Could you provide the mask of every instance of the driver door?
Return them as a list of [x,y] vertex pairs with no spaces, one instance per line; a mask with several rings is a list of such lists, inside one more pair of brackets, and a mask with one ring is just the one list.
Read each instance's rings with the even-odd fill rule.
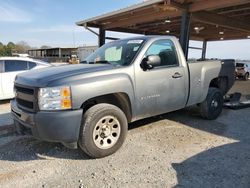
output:
[[149,55],[158,55],[161,63],[150,70],[136,68],[138,119],[181,109],[187,100],[186,68],[179,63],[173,42],[153,42],[144,57]]

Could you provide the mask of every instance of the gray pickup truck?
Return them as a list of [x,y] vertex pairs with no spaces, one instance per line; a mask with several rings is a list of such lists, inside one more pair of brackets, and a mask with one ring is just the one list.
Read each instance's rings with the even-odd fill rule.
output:
[[117,40],[79,65],[19,74],[11,109],[19,132],[100,158],[122,146],[128,123],[196,104],[217,118],[234,70],[230,61],[187,63],[175,37]]

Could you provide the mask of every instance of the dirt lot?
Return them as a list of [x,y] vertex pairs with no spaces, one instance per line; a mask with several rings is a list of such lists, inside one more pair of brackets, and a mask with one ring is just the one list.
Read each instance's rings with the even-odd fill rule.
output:
[[[250,81],[233,91],[250,94]],[[249,114],[224,109],[207,121],[188,108],[135,122],[123,147],[97,160],[10,135],[0,143],[0,187],[250,187]]]

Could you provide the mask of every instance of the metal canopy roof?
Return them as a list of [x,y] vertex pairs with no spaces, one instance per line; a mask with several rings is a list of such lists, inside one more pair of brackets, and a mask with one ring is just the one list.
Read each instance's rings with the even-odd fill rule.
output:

Written request →
Rewrite every line of the listing, replacing "vertex" with "coordinate" and changing nothing else. Omit the pictures from your answer.

Exercise response →
Could you provide the mask of every instance of the driver door?
Return them as a list of [x,y] coordinate pairs with no spaces, one instance per line; a mask with several rings is a list of such lists, inside one more pair of brackets, and a mask with one ring is just the one list.
Read each instance's rings with the even-odd fill rule.
output:
[[149,55],[158,55],[161,63],[150,70],[136,68],[138,119],[181,109],[187,100],[186,68],[179,63],[173,42],[153,42],[144,57]]

Could you provide the mask of every instance of the gray pickup truck?
Return them as a list of [x,y] coordinate pairs with no spaces, one instance per line; a mask with several rings is a list of such lists, inside one more pair of brackets, and a mask with one ring is just the one list.
Read each instance's rings with the even-odd fill rule.
output:
[[117,40],[79,65],[19,74],[11,109],[19,132],[100,158],[122,146],[128,123],[196,104],[217,118],[234,70],[230,61],[187,63],[175,37]]

Could you provide the mask of every instance of the dirt lot?
Return them as a list of [x,y] coordinate pairs with no spaces, one instance per line; a mask with several rings is a list of such lists, inside one more pair of brackets, and a mask with one ring is just the one list.
Read each instance's rings with the even-odd fill rule.
output:
[[[250,81],[233,91],[250,94]],[[249,114],[224,109],[207,121],[188,108],[135,122],[123,147],[97,160],[10,135],[0,143],[0,187],[250,187]]]

Could you provide the mask of every instance of the metal canopy roof?
Return them as a list of [x,y] coordinate pairs with no spaces, one instance per line; a mask with several rings is a list of such lists, inside one more pair of brackets, and a mask with one ring is just the one list.
Read each instance's rings with the even-odd fill rule.
output:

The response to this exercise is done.